STATED GOAL: Can you copy out the material below word for word, from its start through the line that contains "57,313,342,491" and leave the pictures out of your answer?

* * *

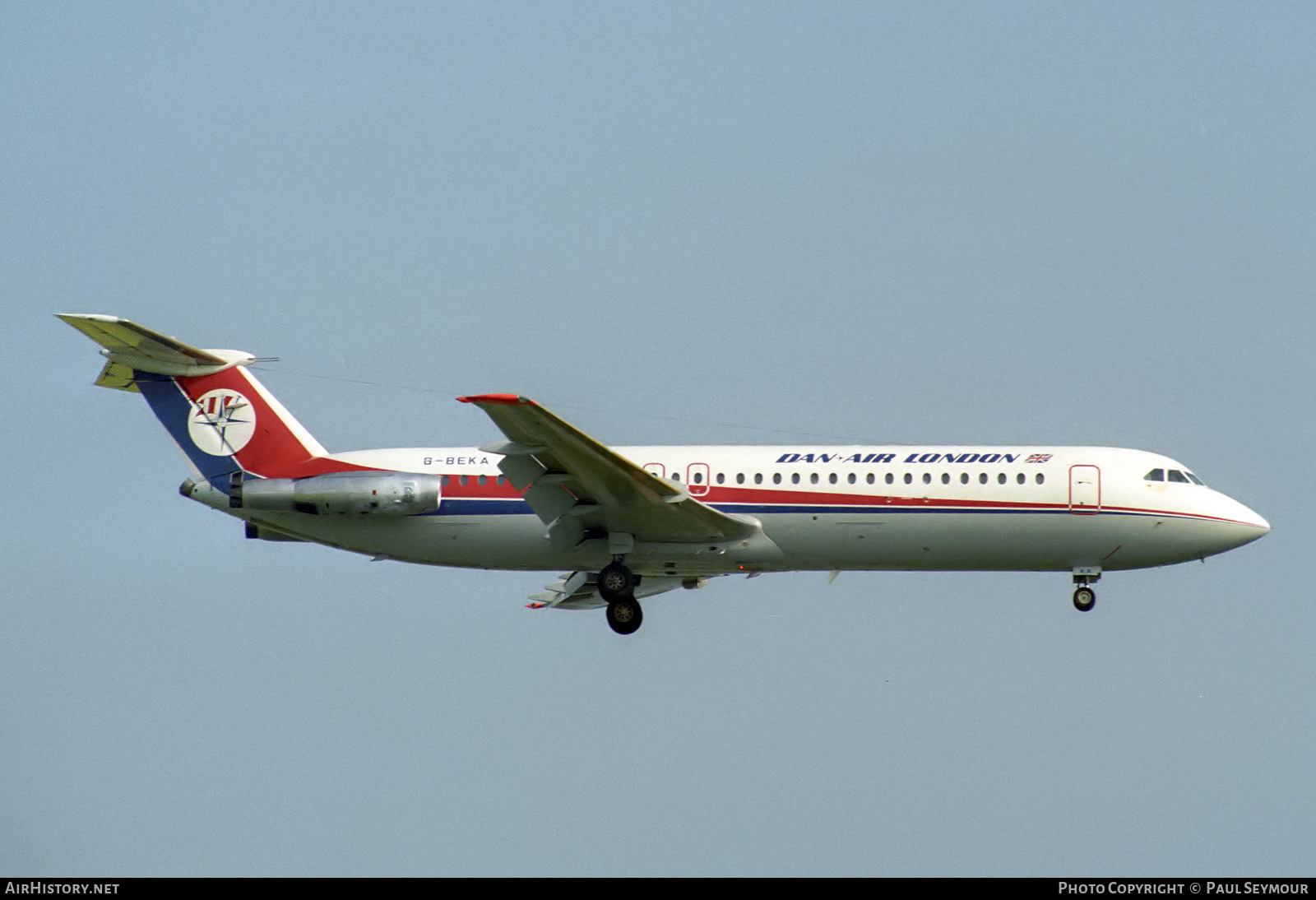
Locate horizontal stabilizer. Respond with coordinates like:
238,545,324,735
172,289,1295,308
55,313,255,378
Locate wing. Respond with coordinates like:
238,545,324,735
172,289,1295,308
458,393,758,542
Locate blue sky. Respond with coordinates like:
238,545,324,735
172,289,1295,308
0,2,1316,875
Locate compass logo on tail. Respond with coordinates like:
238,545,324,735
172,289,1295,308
187,388,255,457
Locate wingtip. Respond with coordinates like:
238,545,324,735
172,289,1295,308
456,393,535,406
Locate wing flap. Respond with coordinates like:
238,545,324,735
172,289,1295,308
458,393,754,542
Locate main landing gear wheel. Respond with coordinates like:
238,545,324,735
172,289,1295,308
608,597,643,634
597,562,638,603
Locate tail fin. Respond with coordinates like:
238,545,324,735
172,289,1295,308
57,313,342,491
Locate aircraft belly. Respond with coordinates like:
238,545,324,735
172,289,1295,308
244,513,563,571
762,512,1215,571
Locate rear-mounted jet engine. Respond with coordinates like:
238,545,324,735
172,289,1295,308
229,472,439,516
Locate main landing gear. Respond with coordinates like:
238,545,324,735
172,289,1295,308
597,557,643,634
1074,566,1101,612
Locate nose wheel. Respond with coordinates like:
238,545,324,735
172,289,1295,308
1074,566,1101,612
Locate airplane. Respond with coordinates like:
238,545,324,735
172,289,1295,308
57,313,1270,634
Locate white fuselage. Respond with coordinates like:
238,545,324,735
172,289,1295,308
197,446,1268,577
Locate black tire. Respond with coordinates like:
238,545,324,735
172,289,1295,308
608,597,643,634
597,564,636,603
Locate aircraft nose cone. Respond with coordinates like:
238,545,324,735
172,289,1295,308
1221,498,1270,547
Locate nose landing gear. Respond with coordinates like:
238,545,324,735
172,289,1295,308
1074,566,1101,612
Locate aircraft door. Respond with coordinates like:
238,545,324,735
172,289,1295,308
686,463,708,498
1070,466,1101,516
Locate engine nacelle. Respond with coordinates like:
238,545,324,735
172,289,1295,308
229,472,441,516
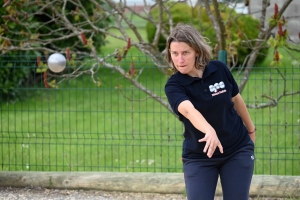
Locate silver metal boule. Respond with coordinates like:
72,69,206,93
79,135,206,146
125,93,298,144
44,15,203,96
47,53,67,73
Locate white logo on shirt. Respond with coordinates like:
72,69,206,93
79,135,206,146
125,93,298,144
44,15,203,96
209,81,226,96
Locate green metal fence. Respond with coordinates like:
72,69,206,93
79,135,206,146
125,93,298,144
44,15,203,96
0,55,300,175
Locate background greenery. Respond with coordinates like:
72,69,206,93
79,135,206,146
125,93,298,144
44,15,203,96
0,22,300,175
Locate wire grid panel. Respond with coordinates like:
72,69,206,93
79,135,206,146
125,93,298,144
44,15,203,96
0,56,300,175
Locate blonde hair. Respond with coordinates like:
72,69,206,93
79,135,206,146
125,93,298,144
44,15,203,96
165,23,211,72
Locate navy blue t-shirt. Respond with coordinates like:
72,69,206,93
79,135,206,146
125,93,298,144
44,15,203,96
165,61,250,158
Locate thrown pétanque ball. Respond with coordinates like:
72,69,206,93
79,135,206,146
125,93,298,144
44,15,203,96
47,53,67,73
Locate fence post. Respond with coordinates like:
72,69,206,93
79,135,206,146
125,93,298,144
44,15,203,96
218,50,227,65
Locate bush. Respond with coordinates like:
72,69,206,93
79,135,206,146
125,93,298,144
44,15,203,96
146,3,268,64
0,52,35,103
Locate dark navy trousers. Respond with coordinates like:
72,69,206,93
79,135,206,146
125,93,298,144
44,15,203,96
183,141,254,200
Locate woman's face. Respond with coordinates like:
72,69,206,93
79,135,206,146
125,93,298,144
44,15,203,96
169,42,199,77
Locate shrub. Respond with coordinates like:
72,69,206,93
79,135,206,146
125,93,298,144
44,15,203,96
146,3,267,64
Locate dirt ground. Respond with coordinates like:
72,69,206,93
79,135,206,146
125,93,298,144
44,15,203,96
0,187,292,200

* * *

REPLY TO THE EXERCISE:
Locate horizontal stabilizer. Respond with coordinates like:
238,545,324,735
172,289,1295,308
55,313,255,378
Locate wing. Respond with coordinates like:
238,545,324,735
172,289,1295,308
458,393,758,542
Locate blue sky. Respond with coordinates like:
238,545,324,735
172,289,1295,308
0,2,1316,875
Locate compass logo on tail. Respond with coordinates like:
238,545,324,735
172,289,1295,308
187,388,255,457
Locate wingtip. Respond with coordinates like:
238,545,324,735
172,289,1295,308
456,393,535,406
Locate wing flap. Respond with coordinates like:
238,545,324,735
172,289,1295,308
458,393,754,542
Locate main landing gear wheel. Respond with coordinates like:
238,545,324,735
172,289,1295,308
608,597,643,634
597,562,638,603
Locate tail fin. Respond with coordinates like:
238,545,324,735
172,289,1295,308
57,313,342,491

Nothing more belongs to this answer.